Texto para leitura:
◇ ◇ ◇
Muitos nos dizem e dizemos para os outros, “seja você mesmo”. Ou mesmo nos cobramos, preciso ser eu mesmo. Mas que “eu” é esse. Quem é esse “eu” que devemos ser ou descobrir?
Na afirmação de que devemos ser nós mesmos, há uma ideia implícita de que não devemos nos deixar levar pelo mundo, pelas opiniões alheias e muitas forças sociais que nos reprimem e mesmo nos oprimem. E que precisamos encontrar um eu em nós, um eu que deve ser buscado para que sejamos felizes, aceitando-o e vivendo-o plenamente. Esse “eu”, muitos acreditam estar numa interioridade que ainda não conhece, num lugar que precisa alcançar.
A questão principal aqui é que se eu acredito que o “eu” que estou buscando está numa interioridade desconhecida e que quando encontrá-lo serei feliz, estou apenas projetando no autoconhecimento a busca que reproduzo incessantemente na vida pela felicidade numa exterioridade desconhecida e aparentemente inalcançável. Caímos na armadilha de deixarmos de sermos nós mesmos, na própria busca por sermos nós mesmos. E isso gera mais divisão e ansiedade.
O eu que devemos buscar conhecer e aceitar é o mais trivial, o mais cotidiano e mais simples de todos. O que se manifesta nos nossos relacionamentos, nas nossas ações, nos nossos gostos diários, na nossa voz, na nossa fala, no jeito como nosso corpo se coloca no mundo e reage a ele. É exatamente o eu que tentamos fugir, porque não nos agrada e tentamos encobri-lo com a ideia de um eu mais profundo, único e diferenciado. Quando não nos aceitamos de fato, ansiamos ainda mais ser diferentes e buscar nos diferenciar a qualquer custo. Mas para descobrirmos o que temos de diferente, precisamos reconhecer tudo o que somos de iguais.
◇ ◇ ◇
[Dados de anotação da localização de objetos]
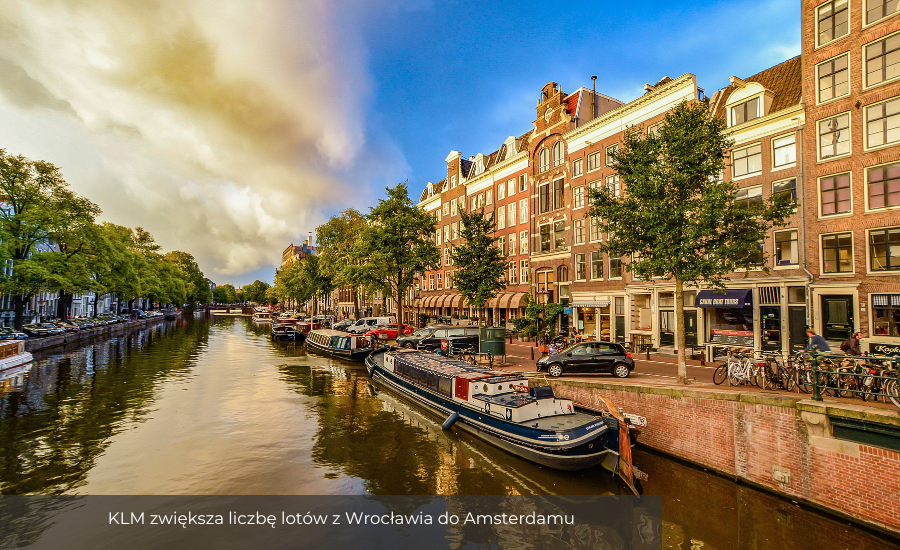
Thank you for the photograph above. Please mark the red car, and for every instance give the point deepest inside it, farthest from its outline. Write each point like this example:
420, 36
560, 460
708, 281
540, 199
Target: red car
389, 330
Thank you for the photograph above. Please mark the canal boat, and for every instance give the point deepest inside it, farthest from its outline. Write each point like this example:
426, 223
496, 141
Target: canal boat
339, 344
13, 354
501, 408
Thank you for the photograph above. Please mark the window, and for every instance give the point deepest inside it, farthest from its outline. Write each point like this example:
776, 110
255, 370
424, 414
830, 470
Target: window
784, 150
611, 150
878, 9
787, 187
594, 161
886, 315
544, 160
833, 78
743, 112
834, 136
833, 21
787, 249
749, 195
613, 186
595, 229
558, 194
615, 268
578, 197
835, 191
884, 186
596, 265
883, 60
559, 233
580, 270
747, 160
884, 249
883, 123
837, 253
544, 197
558, 153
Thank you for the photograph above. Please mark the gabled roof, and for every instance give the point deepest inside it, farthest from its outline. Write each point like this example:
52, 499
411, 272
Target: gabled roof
784, 80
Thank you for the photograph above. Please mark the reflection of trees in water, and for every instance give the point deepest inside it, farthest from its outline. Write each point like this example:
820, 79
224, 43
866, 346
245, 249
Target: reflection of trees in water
54, 427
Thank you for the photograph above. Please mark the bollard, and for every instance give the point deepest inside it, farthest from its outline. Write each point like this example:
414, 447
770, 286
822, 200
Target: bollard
817, 394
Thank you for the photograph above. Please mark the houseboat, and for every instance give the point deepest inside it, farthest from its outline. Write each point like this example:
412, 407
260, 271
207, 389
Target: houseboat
13, 354
339, 344
501, 408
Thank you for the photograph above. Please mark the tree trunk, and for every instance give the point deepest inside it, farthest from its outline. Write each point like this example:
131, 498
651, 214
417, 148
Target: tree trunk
679, 331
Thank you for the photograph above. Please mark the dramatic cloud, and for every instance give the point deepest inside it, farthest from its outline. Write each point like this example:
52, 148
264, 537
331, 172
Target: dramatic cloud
225, 129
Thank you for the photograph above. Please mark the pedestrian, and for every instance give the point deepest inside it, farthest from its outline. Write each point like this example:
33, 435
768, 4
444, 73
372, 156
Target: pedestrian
816, 341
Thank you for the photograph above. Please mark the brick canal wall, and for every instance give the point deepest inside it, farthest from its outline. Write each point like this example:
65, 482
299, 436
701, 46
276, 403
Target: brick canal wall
784, 444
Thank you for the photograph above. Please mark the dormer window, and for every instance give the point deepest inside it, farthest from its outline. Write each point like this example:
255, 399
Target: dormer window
743, 112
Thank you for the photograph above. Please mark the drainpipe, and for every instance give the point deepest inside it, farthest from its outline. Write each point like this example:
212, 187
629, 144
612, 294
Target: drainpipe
802, 186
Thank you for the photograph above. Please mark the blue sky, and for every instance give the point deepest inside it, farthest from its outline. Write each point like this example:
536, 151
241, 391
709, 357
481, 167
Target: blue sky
229, 130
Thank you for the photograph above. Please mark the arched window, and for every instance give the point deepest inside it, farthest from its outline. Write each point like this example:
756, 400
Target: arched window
544, 160
557, 153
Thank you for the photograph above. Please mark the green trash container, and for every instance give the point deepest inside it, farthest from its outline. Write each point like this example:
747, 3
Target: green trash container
493, 341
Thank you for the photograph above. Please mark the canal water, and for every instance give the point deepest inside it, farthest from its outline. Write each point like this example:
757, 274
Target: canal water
197, 407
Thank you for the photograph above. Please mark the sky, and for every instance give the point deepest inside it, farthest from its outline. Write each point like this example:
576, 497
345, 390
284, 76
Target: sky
232, 129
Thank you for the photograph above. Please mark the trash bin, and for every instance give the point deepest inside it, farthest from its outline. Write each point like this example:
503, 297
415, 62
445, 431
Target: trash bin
493, 341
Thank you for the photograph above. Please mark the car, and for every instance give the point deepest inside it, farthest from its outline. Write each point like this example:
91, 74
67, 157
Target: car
430, 337
389, 330
589, 357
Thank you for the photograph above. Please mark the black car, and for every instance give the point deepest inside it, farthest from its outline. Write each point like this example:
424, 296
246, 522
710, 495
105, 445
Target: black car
588, 357
430, 337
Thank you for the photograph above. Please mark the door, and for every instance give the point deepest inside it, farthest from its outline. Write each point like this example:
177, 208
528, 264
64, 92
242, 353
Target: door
690, 327
837, 317
771, 327
797, 327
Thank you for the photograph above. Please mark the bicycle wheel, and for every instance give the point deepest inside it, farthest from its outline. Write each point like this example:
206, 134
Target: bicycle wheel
720, 374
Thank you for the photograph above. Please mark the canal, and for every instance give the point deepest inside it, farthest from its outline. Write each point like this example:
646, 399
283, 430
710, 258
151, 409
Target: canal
197, 407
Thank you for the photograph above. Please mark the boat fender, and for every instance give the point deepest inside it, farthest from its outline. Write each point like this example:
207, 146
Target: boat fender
451, 420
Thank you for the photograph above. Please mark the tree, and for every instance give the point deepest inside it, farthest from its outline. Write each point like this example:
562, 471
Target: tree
677, 220
38, 210
480, 263
397, 245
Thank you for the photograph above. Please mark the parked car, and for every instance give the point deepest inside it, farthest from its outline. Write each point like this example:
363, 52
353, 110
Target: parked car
7, 333
430, 337
589, 357
389, 330
39, 330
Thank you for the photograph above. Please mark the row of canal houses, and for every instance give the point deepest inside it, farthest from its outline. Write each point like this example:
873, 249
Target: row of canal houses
823, 127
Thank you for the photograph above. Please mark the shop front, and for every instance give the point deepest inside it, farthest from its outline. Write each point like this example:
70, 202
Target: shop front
729, 316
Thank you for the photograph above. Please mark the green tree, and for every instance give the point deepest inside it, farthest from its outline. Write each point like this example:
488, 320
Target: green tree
480, 263
677, 220
39, 210
397, 245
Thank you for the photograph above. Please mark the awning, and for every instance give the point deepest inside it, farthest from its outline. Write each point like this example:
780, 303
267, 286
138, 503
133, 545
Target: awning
732, 298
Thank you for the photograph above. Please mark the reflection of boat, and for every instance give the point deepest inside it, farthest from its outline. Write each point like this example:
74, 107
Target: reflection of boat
339, 344
502, 409
13, 354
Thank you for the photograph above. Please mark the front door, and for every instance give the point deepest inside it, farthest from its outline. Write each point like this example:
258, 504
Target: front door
837, 317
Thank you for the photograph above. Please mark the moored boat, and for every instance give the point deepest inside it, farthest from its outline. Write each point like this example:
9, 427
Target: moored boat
501, 408
339, 344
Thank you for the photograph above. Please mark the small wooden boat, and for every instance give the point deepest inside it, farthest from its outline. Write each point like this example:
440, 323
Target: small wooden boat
501, 408
339, 344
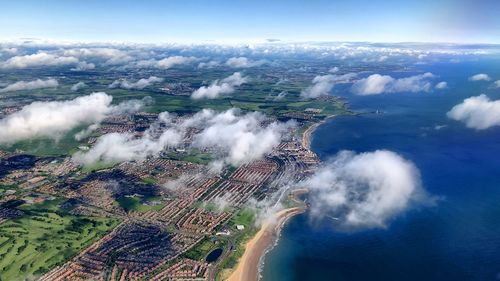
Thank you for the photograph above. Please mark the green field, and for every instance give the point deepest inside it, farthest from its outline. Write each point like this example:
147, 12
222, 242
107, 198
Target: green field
44, 238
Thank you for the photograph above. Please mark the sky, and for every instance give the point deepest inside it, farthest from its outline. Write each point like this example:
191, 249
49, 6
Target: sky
221, 21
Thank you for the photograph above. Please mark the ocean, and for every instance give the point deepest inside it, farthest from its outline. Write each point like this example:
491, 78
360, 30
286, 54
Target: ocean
458, 238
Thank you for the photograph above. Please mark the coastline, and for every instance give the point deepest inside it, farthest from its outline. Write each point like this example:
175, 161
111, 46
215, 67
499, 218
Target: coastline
248, 266
307, 135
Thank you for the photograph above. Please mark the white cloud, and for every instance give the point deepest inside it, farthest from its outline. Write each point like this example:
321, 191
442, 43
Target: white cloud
110, 55
334, 69
82, 66
209, 64
477, 112
235, 138
441, 85
140, 84
378, 84
30, 85
242, 138
78, 86
53, 119
322, 85
37, 60
166, 63
220, 87
480, 77
243, 62
366, 189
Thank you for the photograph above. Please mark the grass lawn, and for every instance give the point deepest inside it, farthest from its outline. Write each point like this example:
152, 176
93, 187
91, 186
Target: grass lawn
43, 239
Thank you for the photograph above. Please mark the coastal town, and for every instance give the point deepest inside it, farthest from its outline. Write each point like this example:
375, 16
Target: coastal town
160, 210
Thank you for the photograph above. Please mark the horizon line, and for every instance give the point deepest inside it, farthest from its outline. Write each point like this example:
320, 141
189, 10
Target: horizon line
258, 41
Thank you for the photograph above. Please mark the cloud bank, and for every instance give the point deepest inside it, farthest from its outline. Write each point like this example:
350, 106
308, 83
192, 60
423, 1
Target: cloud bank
243, 62
53, 119
480, 77
139, 85
366, 189
376, 84
166, 63
477, 112
220, 87
322, 85
37, 60
78, 86
233, 137
30, 85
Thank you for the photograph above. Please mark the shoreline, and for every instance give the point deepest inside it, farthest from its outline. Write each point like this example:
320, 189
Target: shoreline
249, 264
307, 135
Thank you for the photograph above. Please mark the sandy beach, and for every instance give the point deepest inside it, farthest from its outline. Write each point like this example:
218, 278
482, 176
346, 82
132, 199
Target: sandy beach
248, 266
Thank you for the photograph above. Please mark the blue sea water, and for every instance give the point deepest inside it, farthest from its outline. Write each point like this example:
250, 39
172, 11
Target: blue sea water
458, 239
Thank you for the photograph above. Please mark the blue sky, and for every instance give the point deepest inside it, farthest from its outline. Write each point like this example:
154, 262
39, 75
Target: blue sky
461, 21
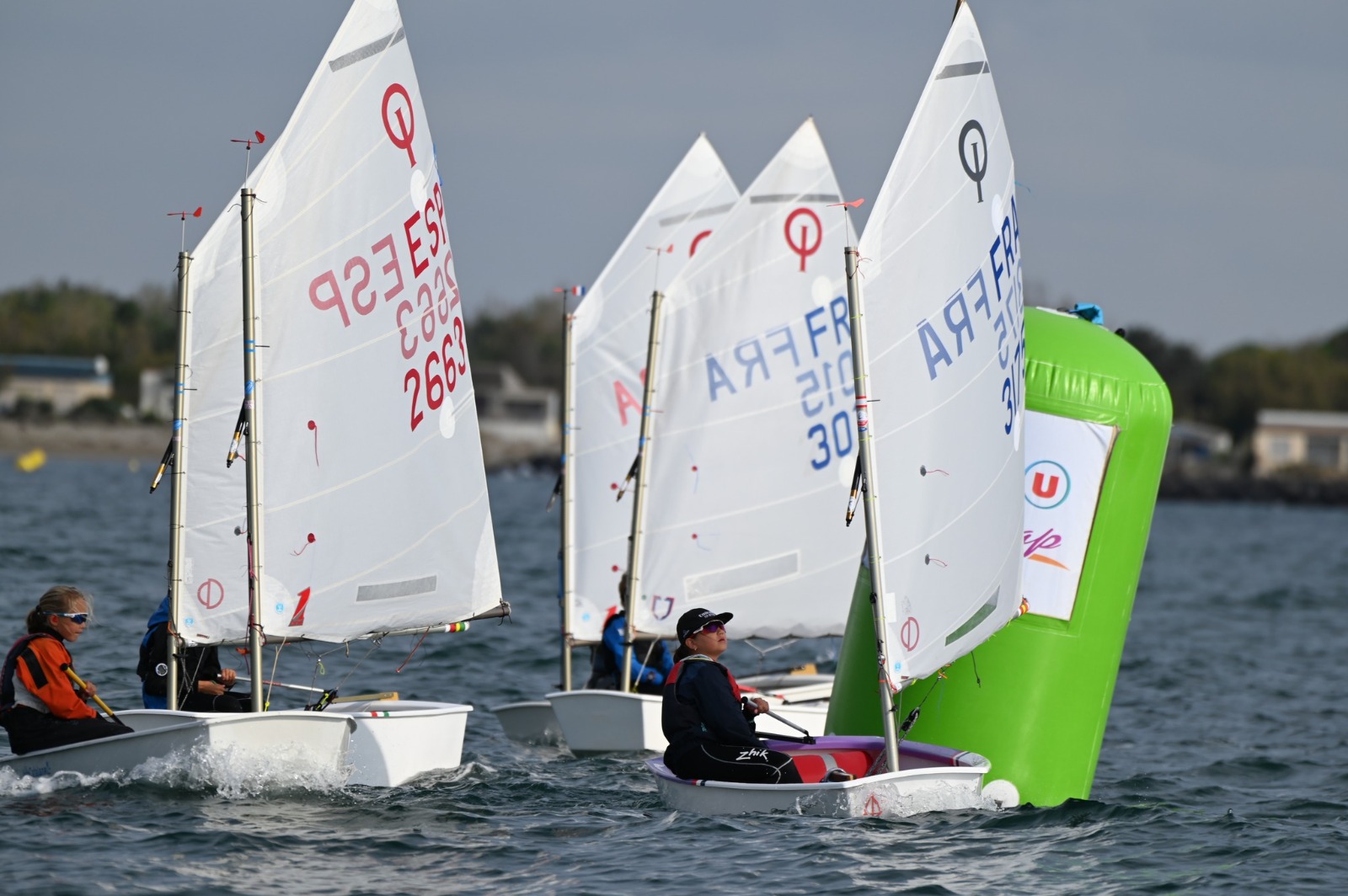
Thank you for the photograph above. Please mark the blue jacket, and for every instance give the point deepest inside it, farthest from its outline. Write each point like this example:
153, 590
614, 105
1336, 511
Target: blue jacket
608, 660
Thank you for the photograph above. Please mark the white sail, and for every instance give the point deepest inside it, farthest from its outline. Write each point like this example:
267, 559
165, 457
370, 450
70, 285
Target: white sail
610, 337
752, 440
372, 483
941, 280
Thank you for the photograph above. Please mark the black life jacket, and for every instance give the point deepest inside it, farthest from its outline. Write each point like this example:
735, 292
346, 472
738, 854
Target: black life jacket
11, 664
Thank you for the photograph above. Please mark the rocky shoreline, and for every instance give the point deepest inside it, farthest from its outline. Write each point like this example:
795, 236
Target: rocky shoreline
147, 441
67, 438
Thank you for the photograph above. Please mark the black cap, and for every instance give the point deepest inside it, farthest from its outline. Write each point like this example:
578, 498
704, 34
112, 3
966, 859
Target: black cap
692, 623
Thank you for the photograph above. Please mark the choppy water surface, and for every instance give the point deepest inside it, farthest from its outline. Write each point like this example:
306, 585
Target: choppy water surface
1223, 765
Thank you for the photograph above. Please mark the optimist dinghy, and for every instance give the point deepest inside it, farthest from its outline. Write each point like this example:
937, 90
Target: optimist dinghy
932, 778
367, 511
606, 357
941, 453
745, 442
303, 741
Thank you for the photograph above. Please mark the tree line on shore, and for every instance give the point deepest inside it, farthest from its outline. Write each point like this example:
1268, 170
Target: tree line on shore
139, 332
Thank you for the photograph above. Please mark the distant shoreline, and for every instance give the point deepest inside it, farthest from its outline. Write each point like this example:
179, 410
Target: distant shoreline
147, 441
67, 438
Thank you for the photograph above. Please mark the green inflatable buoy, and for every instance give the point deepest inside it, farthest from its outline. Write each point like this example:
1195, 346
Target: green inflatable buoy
1035, 697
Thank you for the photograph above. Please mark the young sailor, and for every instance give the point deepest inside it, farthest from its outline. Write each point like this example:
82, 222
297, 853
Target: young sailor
651, 664
707, 721
202, 685
40, 705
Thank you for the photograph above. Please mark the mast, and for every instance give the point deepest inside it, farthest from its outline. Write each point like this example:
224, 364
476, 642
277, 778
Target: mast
871, 503
179, 453
568, 552
644, 446
253, 467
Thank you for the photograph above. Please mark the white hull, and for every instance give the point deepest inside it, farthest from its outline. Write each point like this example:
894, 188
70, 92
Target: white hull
398, 740
932, 779
611, 721
318, 741
530, 723
391, 741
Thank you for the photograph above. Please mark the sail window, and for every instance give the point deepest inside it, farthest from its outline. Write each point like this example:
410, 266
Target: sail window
388, 590
757, 574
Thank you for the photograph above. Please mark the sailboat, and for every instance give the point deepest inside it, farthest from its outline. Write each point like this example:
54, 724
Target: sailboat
606, 368
940, 408
355, 502
746, 438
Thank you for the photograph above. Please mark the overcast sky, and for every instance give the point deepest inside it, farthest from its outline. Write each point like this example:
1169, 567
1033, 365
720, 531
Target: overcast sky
1180, 163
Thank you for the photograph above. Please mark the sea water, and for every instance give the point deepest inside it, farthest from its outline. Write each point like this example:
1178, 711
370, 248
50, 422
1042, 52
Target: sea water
1223, 765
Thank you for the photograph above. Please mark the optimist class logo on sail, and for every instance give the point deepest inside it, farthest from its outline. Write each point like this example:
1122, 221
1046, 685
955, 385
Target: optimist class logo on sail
431, 323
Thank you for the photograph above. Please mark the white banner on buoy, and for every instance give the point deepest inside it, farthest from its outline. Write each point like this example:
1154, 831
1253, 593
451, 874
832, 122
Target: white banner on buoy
1064, 467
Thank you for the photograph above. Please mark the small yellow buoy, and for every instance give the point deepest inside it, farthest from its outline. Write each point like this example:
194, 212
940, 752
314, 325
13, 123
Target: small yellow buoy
31, 461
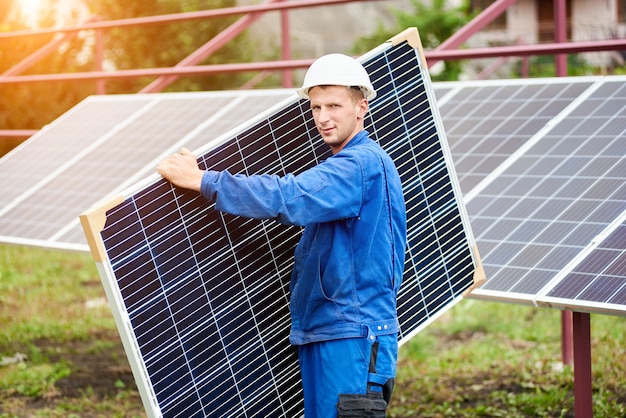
◇ ◇ ◇
Enunciado da tarefa: Copie do texto sobre ser você mesmo o trecho que começa em "Na afirmação de" e vai até "que precisa alcançar.", incluindo essas palavras.

Tarefa concluída:
Na afirmação de que devemos ser nós mesmos, há uma ideia implícita de que não devemos nos deixar levar pelo mundo, pelas opiniões alheias e muitas forças sociais que nos reprimem e mesmo nos oprimem. E que precisamos encontrar um eu em nós, um eu que deve ser buscado para que sejamos felizes, aceitando-o e vivendo-o plenamente. Esse “eu”, muitos acreditam estar numa interioridade que ainda não conhece, num lugar que precisa alcançar.